Monday, January 31, 2011

simple approach to OO and exploding equirecursive types

While trying to port the graph algorithms (Kosaraju's algorithm / topological sort) I got to a point where I really wanted some imperative set/map objects, so I combined a 'class' using alists (for map) and lists (for set) with a few 'methods' put into records.

After playing with it for a while, I found a fairly neat way to do method calls and object layouts:

(define (set-class)

  (define (in self x)
    (let loop ((l self.list))
      (match l with
        () -> #f
        (hd . tl) -> (if (eq? hd x)
                         #t
                         (loop tl)))))
  (define (add self x)
    (if (self::in x)
        #u
        (set! self.list (list:cons x self.list))))
  
  (define (get self)
    self.list)

  (let ((methods {in=in add=add get=get}))
    (define (new l)
      {o=methods list=l})
    new
    ))

This leads to an efficient object layout very similar to Python's: one slot identifies the object type, the other slots hold instance variables.  To support this, I added a reader hack that translates


(var::method arg0)

into

(var.o.method var arg0)

The result is something that I'm pretty sure will act just like Python's duck typing... for example a generic output function may call the 'write' method on an object, and its type will reflect that need: for a write method of a particular signature.  Instead of 'o' I'd probably use a slot name like '__methods__'... this suggests standard repr/str interfaces, and the other duck-typed protocols that Python makes such good use of.

Pretty cool, huh?

Well, as soon as I tried actually using this code, the inferencer fell to its knees. I'm not kidding. It went from a 30 second compile to a 20 minute compile, eating up over a GB of memory.  Hmmmm... looks like my quick-and-easy implementation of μ-types has problems, surprise.  I think I was 'asking for it' by calling each method with a 'self' argument... each method call has to unify the object type twice.  And storing objects inside of other objects doesn't help, either.

Back to the textbook.  I'm hoping that reading this paper again will help.

Wednesday, January 26, 2011

self-hosting dilemma

I have nearly the whole compiler rewritten in itself.  I've saved one of the nastiest bits for last, the inliner.  I've been planning on a new design for the inliner - rather than just copying the Python code.  So of course, what happens in this late stage?  A bug in the inliner!

The program types correctly if inlining is turned off, but fails if it's turned on.  This is a great example of the gains to be had by typing both before and after phases of the compiler - but unfortunately in this case it means I have to fix a bug in some code that I intend to throw away as soon as it works!

• **LISTED ENTRIES**
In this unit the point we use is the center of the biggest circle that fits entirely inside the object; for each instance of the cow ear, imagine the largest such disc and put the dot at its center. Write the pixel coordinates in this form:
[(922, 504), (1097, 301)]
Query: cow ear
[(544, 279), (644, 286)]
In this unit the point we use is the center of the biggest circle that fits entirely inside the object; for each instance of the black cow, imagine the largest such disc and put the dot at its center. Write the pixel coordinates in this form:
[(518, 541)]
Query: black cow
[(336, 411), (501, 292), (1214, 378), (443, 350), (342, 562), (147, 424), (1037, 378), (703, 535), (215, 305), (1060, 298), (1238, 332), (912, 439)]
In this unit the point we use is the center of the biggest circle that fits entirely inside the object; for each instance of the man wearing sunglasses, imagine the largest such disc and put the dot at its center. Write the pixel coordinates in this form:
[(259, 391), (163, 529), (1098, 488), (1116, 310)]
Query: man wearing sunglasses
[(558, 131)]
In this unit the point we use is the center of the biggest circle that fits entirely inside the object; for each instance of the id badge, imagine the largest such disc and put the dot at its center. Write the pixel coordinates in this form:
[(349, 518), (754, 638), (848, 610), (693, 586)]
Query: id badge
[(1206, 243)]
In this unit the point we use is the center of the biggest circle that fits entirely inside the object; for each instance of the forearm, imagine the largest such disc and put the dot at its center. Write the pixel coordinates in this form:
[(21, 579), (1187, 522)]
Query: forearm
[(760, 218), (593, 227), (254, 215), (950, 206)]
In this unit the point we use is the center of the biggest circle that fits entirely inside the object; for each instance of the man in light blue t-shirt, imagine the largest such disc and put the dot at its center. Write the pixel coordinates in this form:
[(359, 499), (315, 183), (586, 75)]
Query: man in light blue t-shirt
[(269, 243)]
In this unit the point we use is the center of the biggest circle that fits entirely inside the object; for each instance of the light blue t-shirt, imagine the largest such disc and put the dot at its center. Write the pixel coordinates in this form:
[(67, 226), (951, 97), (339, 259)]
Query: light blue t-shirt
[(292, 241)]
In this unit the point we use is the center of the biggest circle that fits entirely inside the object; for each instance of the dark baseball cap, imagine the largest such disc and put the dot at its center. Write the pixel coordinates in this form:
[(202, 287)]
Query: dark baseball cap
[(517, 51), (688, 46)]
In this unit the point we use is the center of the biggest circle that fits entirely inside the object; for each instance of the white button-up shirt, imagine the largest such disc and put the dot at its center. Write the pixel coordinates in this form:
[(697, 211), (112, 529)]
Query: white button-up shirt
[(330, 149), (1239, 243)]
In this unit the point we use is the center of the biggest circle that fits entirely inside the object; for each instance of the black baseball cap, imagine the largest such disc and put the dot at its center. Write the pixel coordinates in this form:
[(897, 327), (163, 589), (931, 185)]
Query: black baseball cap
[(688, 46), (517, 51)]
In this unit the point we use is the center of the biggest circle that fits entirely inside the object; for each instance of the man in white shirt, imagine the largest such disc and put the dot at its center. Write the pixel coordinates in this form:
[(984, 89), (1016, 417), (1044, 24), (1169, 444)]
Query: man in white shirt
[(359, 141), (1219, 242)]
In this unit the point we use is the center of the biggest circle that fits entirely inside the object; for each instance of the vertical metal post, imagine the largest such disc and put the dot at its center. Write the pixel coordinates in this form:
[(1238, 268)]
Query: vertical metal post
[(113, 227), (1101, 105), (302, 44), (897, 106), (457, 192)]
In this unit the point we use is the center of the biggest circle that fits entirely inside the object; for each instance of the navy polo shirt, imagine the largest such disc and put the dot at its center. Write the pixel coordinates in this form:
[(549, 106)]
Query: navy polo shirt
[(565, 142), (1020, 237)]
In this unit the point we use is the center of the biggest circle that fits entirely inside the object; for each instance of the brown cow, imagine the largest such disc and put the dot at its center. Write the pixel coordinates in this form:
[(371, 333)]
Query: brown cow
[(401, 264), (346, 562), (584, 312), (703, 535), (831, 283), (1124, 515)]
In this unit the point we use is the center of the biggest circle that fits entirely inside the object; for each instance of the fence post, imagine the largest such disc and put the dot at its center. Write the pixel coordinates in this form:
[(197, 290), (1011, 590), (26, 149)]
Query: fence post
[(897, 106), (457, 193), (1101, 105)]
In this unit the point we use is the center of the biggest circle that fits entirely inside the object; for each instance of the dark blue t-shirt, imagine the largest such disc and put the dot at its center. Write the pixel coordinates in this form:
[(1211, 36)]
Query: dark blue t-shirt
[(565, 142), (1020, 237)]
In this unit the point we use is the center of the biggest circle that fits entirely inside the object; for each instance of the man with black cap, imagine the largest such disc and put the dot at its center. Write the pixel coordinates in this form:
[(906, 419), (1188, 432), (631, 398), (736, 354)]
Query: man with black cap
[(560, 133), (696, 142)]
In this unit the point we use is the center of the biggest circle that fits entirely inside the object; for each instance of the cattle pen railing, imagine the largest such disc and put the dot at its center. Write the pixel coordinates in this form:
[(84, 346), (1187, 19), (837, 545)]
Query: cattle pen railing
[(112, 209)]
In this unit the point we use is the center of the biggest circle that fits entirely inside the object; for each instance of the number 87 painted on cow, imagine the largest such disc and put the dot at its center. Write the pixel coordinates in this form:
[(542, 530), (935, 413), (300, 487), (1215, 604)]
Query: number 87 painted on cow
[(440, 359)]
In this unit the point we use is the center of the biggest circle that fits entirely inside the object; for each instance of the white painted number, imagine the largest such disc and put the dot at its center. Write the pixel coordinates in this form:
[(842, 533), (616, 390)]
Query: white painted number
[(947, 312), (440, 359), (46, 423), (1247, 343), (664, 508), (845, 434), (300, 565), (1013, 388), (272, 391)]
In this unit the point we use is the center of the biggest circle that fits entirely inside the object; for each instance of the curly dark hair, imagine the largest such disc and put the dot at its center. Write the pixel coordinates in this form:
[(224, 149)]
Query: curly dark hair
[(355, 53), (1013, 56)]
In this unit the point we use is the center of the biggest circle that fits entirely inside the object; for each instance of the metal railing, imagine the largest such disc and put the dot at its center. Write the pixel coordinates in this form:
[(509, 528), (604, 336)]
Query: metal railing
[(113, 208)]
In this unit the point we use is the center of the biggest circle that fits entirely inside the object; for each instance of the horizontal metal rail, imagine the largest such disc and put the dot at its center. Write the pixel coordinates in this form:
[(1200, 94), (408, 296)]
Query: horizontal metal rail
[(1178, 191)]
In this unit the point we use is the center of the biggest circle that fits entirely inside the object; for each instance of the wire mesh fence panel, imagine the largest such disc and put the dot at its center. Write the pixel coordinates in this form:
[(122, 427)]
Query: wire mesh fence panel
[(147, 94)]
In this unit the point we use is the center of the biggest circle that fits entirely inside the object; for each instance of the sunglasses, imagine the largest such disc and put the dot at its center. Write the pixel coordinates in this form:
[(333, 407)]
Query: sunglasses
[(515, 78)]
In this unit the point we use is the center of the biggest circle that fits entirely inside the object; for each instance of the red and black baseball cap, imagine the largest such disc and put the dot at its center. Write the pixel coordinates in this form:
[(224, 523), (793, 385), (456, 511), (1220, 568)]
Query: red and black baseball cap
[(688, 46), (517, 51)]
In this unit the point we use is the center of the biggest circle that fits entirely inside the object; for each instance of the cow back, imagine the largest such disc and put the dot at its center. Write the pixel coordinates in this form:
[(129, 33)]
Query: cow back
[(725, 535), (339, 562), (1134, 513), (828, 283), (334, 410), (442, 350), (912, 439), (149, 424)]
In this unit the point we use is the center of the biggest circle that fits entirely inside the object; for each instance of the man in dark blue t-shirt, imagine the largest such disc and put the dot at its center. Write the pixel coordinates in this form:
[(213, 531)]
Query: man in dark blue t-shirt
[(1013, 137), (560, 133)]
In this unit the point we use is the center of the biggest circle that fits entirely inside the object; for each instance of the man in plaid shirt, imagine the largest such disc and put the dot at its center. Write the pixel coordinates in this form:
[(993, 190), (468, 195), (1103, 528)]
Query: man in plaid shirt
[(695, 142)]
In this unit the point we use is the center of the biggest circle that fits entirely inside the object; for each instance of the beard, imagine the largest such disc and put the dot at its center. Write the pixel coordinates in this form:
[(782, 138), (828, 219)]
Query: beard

• **EXERCISE SET**
- A) Please write out the passage of the compiler blog between "(var.o.method var arg0)" and "good use of.", inclusive.
- B) According to the compiler blog, how long did a compile take once the inferencer struggled with the new object code?
- C) In the compiler blog, list every name defined with "define" inside the body of set-class.

• **RESULTS**
- A)
(var.o.method var arg0)

The result is something that I'm pretty sure will act just like Python's duck typing... for example a generic output function may call the 'write' method on an object, and its type will reflect that need: for a write method of a particular signature.  Instead of 'o' I'd probably use a slot name like '__methods__'... this suggests standard repr/str interfaces, and the other duck-typed protocols that Python makes such good use of.

- B) About 20 minutes, up from 30 seconds.

- C) in, add, get, new